**TASK GOAL:** State how many lines in the rows below contain the string "superstructure". Give only the number.

Object position labeling entries:
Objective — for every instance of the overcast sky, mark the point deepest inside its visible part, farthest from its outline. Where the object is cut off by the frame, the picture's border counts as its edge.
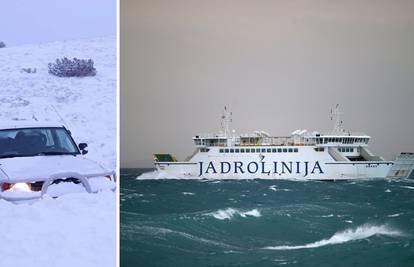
(29, 21)
(279, 65)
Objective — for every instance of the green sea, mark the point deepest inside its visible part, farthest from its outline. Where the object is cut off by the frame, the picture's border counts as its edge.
(265, 222)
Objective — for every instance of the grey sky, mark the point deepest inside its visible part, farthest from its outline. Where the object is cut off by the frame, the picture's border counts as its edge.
(28, 21)
(279, 65)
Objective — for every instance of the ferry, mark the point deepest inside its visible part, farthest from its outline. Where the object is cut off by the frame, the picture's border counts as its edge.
(303, 155)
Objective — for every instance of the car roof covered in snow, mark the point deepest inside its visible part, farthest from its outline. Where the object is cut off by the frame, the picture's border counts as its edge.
(28, 124)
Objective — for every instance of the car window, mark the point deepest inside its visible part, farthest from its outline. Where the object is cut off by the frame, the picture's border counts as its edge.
(36, 141)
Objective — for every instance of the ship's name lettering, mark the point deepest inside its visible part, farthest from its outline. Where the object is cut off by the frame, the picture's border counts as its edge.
(303, 168)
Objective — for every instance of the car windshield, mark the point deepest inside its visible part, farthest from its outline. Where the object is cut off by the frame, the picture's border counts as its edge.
(36, 141)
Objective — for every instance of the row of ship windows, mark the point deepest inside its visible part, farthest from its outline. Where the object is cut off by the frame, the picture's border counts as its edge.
(258, 150)
(344, 140)
(346, 149)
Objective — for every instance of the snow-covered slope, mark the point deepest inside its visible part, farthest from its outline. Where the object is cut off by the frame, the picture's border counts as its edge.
(86, 105)
(77, 229)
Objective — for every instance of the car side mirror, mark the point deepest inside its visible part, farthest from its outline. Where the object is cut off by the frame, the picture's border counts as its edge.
(82, 147)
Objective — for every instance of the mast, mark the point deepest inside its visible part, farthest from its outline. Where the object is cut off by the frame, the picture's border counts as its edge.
(336, 117)
(226, 120)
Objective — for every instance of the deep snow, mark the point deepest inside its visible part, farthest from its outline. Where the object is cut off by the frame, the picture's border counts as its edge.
(77, 229)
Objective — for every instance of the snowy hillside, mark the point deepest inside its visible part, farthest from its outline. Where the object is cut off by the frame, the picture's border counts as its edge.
(76, 229)
(87, 105)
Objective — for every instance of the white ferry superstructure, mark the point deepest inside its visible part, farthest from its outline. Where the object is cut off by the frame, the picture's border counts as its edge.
(338, 155)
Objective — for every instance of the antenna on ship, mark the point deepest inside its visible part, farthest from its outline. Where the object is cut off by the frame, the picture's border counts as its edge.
(336, 115)
(226, 121)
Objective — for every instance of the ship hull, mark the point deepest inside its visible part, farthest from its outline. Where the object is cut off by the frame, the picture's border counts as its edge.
(304, 165)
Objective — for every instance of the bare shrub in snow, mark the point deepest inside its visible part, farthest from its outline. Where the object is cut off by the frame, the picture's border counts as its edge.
(72, 68)
(29, 70)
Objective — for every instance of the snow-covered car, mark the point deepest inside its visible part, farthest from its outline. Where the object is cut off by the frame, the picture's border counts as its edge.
(42, 158)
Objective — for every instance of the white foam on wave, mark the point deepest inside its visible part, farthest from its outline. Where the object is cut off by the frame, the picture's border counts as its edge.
(408, 187)
(394, 215)
(157, 231)
(188, 193)
(361, 232)
(229, 213)
(156, 175)
(274, 188)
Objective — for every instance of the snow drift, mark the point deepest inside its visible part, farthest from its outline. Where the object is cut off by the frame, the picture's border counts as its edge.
(77, 229)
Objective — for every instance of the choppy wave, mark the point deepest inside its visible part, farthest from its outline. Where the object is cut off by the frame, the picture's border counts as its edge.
(229, 213)
(274, 188)
(361, 232)
(157, 231)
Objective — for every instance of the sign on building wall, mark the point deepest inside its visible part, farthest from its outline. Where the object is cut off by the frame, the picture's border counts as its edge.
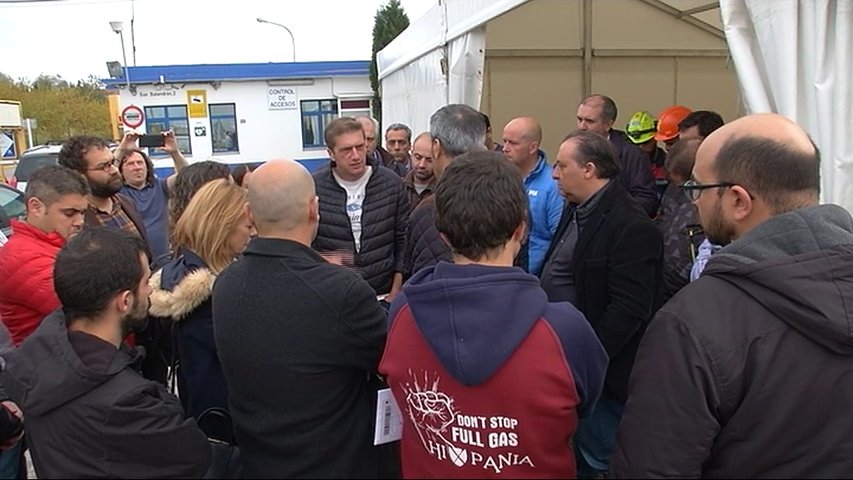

**EXERCISE SOLUTION:** 1